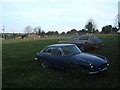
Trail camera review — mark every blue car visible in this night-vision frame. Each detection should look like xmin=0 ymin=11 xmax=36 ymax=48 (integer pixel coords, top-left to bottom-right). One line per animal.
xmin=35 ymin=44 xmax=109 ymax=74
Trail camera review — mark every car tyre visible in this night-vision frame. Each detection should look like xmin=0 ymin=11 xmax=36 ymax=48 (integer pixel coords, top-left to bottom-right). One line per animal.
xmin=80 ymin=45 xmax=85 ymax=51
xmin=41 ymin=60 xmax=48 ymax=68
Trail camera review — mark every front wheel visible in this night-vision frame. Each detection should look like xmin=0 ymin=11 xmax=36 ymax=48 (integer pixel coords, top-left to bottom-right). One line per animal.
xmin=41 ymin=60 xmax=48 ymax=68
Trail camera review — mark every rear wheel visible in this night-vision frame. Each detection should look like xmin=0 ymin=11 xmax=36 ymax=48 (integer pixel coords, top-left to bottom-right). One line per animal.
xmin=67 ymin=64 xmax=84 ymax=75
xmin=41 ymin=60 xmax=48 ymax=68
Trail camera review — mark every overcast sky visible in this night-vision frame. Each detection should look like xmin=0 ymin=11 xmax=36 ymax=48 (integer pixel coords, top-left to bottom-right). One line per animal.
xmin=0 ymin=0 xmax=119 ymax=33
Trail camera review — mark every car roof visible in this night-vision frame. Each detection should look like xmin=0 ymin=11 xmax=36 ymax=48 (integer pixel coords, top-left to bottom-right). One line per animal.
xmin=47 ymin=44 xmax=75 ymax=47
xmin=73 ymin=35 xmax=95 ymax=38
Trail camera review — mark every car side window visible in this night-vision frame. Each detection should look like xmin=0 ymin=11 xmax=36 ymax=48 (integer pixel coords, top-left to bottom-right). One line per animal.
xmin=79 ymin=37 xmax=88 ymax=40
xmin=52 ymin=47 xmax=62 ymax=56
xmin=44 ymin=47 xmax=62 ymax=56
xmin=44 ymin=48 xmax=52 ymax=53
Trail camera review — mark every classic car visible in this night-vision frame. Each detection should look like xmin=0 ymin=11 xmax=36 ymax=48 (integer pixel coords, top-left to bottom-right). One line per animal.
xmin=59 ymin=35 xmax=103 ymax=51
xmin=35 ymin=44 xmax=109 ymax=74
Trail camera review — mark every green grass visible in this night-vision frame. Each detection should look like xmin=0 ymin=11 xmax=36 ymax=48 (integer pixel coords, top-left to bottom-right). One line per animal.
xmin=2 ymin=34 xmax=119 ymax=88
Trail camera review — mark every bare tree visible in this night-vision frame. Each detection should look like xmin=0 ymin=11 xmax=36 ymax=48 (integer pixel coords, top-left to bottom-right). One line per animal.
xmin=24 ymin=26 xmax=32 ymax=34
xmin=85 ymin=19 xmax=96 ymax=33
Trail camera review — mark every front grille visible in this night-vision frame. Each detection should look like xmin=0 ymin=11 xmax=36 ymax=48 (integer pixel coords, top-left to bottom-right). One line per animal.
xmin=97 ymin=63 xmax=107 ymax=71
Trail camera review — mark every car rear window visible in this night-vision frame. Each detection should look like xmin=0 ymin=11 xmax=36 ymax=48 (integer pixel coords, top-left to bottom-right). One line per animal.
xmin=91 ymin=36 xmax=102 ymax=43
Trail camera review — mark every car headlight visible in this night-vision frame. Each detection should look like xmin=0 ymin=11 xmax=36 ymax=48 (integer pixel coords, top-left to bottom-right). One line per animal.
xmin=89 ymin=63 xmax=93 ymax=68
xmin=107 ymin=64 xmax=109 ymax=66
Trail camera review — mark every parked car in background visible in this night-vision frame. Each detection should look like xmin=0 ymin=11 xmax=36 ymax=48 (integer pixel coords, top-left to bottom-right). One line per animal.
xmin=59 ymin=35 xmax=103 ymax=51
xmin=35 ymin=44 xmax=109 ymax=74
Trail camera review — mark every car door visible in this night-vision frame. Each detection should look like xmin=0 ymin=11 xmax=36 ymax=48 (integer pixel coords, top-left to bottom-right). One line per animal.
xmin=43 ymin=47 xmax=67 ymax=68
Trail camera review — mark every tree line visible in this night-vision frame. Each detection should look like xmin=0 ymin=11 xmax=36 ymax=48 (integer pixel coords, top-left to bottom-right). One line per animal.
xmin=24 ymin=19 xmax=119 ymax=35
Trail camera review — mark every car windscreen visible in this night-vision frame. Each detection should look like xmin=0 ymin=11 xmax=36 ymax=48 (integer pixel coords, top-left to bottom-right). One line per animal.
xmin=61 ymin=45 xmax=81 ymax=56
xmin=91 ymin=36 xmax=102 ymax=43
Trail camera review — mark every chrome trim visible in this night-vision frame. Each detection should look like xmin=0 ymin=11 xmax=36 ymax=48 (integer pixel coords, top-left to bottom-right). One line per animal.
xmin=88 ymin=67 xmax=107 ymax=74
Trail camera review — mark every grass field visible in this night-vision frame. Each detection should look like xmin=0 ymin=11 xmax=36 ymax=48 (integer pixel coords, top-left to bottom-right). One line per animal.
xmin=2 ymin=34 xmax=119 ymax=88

_____

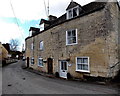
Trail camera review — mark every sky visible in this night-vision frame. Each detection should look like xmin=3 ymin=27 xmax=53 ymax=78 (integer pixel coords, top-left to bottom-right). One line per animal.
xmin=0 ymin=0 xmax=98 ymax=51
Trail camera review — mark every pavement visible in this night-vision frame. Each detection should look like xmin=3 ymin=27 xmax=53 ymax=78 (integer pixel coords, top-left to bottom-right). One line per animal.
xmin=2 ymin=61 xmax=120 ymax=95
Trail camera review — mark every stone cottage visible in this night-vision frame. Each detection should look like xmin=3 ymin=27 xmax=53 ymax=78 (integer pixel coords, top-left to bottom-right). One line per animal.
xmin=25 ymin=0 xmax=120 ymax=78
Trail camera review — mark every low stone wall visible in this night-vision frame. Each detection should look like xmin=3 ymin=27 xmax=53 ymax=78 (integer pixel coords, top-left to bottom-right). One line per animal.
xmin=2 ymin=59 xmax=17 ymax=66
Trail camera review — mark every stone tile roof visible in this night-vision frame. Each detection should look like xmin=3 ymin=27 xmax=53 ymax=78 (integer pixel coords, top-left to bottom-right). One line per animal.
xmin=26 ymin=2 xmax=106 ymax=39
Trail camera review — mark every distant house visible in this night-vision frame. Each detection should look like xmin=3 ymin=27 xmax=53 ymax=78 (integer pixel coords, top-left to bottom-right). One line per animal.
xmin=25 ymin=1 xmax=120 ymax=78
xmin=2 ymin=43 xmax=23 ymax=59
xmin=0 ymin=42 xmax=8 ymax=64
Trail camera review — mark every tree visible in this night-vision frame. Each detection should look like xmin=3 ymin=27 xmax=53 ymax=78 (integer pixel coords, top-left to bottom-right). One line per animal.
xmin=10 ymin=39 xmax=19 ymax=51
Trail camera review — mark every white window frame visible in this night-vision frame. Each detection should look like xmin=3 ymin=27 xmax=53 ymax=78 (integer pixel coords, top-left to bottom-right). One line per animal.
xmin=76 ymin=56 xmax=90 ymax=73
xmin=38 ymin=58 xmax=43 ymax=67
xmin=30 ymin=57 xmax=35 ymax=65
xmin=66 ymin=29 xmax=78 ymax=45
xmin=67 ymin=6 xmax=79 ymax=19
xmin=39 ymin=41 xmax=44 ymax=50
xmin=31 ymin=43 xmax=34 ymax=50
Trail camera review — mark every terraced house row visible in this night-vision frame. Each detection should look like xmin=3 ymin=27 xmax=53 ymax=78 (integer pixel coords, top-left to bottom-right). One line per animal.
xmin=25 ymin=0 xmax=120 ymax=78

_____

AIM: Could you copy, word for word, the part of the records that begins with the line containing "Trail camera review — mark every sky" and ends with the line containing "xmin=26 ymin=2 xmax=106 ymax=39", including both of those lines?

FINISHED EXERCISE:
Trail camera review — mark every sky visible in this night-vision frame. Each detection should look like xmin=3 ymin=27 xmax=53 ymax=78 (integer pixel coords, top-left to bottom-right). One line per animal.
xmin=0 ymin=0 xmax=98 ymax=51
Trail camera review — mark every pavement visible in this night-vision frame. Each detection should look like xmin=3 ymin=27 xmax=53 ymax=78 (integer pixel coords, top-left to bottom-right). One line per animal.
xmin=2 ymin=61 xmax=120 ymax=95
Trail camera review — mark every stone cottage visible in this night-vision frame. Each detection should look like xmin=3 ymin=27 xmax=53 ymax=78 (integer pixel coords, top-left to bottom-right). One line per animal.
xmin=25 ymin=0 xmax=120 ymax=78
Trail camera review — mark every low stone wall visible in this night-vision frame. Each detection should look like xmin=3 ymin=27 xmax=53 ymax=78 (integer pixel coords, top-left to bottom-right). One line per animal.
xmin=2 ymin=59 xmax=17 ymax=66
Trail camera review — mark every stone tile roof visible in this night-vision frame. Each detection should look like xmin=3 ymin=27 xmax=53 ymax=78 (integer pixel coords, top-left to bottom-right). One line per animal.
xmin=26 ymin=2 xmax=106 ymax=39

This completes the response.